Scan the listing below for the string "positive" and copy each line where it turns up.

▶ **Materials provided**:
Segment Open

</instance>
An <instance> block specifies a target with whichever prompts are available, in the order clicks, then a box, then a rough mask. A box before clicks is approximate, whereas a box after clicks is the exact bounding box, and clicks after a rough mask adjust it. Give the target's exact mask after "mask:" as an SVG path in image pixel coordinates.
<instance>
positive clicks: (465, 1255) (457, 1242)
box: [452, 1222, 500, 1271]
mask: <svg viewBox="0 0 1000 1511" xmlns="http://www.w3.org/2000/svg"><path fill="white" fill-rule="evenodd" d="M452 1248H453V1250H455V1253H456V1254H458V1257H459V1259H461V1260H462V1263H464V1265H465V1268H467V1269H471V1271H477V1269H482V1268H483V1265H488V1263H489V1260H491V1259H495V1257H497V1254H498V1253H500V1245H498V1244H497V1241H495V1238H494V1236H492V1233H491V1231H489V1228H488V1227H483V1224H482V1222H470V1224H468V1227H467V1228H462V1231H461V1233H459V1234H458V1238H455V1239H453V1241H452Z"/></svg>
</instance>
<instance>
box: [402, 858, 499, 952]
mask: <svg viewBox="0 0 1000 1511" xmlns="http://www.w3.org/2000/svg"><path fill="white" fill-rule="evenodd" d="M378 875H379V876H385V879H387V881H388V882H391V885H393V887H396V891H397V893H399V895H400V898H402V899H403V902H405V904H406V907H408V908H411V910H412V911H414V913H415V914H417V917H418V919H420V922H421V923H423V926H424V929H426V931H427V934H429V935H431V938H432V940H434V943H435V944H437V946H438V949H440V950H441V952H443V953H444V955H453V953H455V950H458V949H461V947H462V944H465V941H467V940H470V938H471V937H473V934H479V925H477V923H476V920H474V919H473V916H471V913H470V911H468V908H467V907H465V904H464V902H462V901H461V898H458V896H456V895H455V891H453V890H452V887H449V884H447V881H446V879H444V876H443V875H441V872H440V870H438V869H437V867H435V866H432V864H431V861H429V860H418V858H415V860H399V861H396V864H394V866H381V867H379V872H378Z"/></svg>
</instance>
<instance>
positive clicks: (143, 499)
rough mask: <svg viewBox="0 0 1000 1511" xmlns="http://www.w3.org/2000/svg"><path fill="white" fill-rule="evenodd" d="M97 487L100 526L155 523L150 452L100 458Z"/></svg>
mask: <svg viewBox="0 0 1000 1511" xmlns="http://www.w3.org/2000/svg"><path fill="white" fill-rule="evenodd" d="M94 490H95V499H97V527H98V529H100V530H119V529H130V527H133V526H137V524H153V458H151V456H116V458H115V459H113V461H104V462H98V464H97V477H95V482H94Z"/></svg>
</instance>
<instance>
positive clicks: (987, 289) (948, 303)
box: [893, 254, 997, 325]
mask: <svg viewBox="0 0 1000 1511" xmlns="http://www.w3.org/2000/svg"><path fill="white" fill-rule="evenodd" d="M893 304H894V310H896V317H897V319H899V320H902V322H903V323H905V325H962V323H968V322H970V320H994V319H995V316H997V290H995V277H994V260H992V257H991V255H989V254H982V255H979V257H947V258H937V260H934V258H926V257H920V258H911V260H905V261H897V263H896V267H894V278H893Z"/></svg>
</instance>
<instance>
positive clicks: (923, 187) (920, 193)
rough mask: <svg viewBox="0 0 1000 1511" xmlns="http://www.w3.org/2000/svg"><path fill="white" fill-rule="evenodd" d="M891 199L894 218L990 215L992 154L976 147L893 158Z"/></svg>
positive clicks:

Segment Closed

▶ **Exercise solution**:
positive clicks: (465, 1255) (457, 1242)
positive clicks: (143, 499)
positive clicks: (987, 289) (948, 303)
positive clicks: (923, 187) (920, 193)
positive clicks:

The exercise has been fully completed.